◆ Task
Write each line exactly, from the line that holds "the photo below" through the final line of the material, and no other line.

* * * *

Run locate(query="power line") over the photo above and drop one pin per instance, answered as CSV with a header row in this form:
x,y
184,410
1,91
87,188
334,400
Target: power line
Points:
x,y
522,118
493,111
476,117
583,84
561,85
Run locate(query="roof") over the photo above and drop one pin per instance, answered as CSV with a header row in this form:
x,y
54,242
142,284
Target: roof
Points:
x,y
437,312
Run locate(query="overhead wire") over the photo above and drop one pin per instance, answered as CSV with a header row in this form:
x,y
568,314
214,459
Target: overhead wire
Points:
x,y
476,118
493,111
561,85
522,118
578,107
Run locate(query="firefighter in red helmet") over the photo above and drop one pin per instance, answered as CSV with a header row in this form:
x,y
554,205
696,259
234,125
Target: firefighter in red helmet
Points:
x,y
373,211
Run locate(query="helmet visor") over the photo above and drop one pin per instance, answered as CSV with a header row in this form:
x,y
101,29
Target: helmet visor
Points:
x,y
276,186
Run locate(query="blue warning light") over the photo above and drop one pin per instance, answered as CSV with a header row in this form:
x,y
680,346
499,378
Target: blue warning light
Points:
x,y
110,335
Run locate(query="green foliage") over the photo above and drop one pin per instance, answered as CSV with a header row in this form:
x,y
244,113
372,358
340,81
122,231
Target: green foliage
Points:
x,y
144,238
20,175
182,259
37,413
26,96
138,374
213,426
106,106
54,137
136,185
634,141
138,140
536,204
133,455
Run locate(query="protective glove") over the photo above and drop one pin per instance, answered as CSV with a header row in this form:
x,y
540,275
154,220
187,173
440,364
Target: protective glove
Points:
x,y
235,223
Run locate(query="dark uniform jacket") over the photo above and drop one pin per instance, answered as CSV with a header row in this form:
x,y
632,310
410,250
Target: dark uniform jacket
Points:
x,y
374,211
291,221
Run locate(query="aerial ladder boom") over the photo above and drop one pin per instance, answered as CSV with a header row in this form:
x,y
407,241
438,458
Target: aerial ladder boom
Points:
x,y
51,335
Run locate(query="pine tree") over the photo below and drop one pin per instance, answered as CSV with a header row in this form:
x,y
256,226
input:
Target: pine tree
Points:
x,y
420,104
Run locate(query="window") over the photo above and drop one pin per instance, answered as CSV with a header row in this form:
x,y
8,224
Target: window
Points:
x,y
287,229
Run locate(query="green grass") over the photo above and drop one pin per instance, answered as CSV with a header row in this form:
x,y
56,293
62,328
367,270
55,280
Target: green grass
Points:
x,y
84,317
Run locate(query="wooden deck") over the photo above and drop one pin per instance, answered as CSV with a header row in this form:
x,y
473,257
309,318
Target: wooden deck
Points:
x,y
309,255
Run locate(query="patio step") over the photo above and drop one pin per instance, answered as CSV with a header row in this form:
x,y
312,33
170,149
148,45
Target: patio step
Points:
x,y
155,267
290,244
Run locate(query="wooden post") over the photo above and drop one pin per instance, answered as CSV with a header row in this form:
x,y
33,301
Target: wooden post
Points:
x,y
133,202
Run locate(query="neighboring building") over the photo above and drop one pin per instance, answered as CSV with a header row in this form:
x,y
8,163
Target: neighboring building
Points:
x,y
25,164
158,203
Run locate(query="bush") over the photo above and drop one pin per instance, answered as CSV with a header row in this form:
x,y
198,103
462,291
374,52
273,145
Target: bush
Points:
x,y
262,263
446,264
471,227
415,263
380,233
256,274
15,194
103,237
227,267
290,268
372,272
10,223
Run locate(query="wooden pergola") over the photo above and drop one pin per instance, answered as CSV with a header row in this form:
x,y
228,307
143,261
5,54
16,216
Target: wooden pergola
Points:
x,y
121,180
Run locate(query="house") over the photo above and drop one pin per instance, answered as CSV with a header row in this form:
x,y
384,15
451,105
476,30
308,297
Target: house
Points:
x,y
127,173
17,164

* * * *

◆ Reply to the task
Run locate(query="pine tree") over the photo below and drop one pin per instance, answered as CSV with a header row in this form:
x,y
256,226
input:
Target: pine tree
Points:
x,y
420,104
Run locate(query="window") over the photo above and drop one pin per instance, answered as CSV with a header row in this form:
x,y
8,224
Target: window
Points:
x,y
287,229
Run locate(query="green grass") over the photo above and drop one pin per instance, answered as CSV with a header row in this form:
x,y
56,293
62,328
367,270
55,280
Target: green grass
Points:
x,y
84,317
Run locate(query="wooden deck") over the photo above and drop one pin per instance, answered as CSV with a header row in this form:
x,y
473,257
309,318
Target: wooden deck
Points:
x,y
309,255
Run locate(query="patio step") over the photo above and drop one pin per instance, answered as CSV with a header row in this form:
x,y
312,33
170,149
148,45
Target: patio step
Points:
x,y
155,267
290,244
Run locate(query="wooden post") over the photo above and drop one pin per instance, answered as CSV with a header row in this form:
x,y
33,301
Target: wooden post
Points:
x,y
133,202
Run locate(query="neighboring building") over the photo above and drop one pin per instance, answered as CSV with a header row in this form:
x,y
8,163
Target: neighboring building
Points:
x,y
25,164
158,203
Run locate(query="bush") over the photo above and drop one pin per instance, answered as CSV with a header row in this form:
x,y
198,103
462,291
374,52
273,145
Target: bush
Points:
x,y
262,263
446,264
471,227
415,263
380,233
256,274
15,194
103,237
227,267
290,268
372,272
10,223
Run locate(query="wooden pergola") over the photo above and drop one pin per instance, answered as CSV with a header row in this form:
x,y
228,307
143,261
5,54
16,216
Target: wooden pergola
Points:
x,y
121,180
Run locate(query="house") over the photo above and drop one pin per instance, answered as CSV with a header row in this form:
x,y
384,15
451,105
476,30
308,297
Target: house
Points:
x,y
127,173
17,164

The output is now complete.